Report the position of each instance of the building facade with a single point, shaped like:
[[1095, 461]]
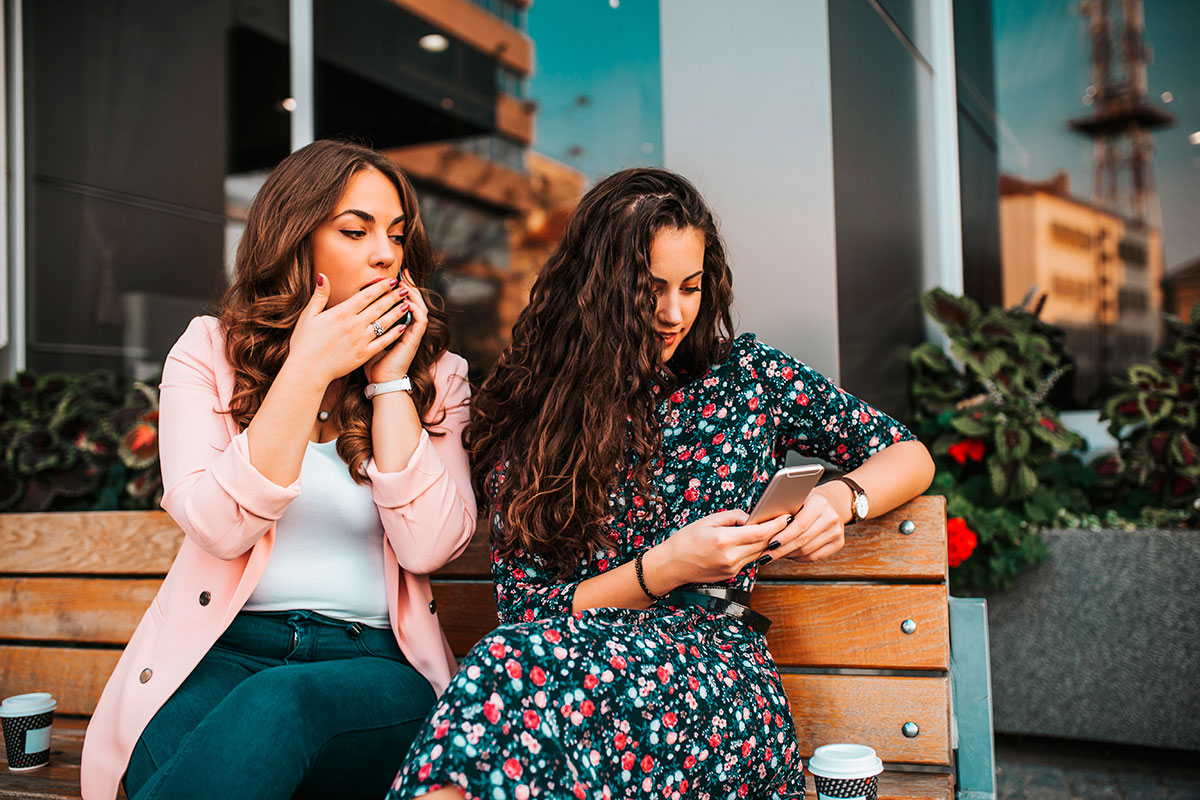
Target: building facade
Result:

····················

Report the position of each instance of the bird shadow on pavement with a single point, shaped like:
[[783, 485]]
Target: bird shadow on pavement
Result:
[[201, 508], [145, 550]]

····················

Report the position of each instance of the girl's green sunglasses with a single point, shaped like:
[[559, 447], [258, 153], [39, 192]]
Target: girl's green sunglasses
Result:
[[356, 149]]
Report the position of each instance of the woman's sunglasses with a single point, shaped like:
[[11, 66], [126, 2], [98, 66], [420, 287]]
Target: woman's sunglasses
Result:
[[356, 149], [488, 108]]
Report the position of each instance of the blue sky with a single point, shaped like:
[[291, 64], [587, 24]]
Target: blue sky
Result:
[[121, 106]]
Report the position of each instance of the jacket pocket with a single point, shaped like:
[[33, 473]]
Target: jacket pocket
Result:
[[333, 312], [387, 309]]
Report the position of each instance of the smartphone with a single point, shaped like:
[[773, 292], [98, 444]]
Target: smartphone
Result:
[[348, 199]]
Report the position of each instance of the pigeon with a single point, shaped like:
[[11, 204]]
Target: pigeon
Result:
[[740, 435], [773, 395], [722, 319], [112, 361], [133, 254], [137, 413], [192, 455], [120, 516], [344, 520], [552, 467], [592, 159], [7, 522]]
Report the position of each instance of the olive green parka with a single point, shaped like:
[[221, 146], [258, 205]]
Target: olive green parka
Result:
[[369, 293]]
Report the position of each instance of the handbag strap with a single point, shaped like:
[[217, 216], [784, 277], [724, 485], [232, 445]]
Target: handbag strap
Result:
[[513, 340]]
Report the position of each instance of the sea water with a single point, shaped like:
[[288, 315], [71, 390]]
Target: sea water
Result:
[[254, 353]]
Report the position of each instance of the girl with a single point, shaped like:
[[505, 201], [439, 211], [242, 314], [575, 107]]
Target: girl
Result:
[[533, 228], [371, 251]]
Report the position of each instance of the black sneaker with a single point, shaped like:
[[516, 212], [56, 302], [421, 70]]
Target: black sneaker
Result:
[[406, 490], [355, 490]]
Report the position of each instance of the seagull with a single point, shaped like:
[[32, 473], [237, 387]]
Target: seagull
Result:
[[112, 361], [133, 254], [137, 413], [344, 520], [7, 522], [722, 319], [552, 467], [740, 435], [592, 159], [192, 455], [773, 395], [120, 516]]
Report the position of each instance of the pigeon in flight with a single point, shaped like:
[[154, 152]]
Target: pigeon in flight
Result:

····················

_PROMPT_. Return the rows starting at the line that contains "Report the position of each instance of the bird" and ending at the line that contains "[[201, 508], [145, 550]]", both included, as they stand.

_WRITTEN SOLUTION_.
Report the position of each instance of the bird shadow on pavement with a single point, shaped like:
[[783, 485]]
Target: bird shadow on pavement
Result:
[[201, 508], [145, 550]]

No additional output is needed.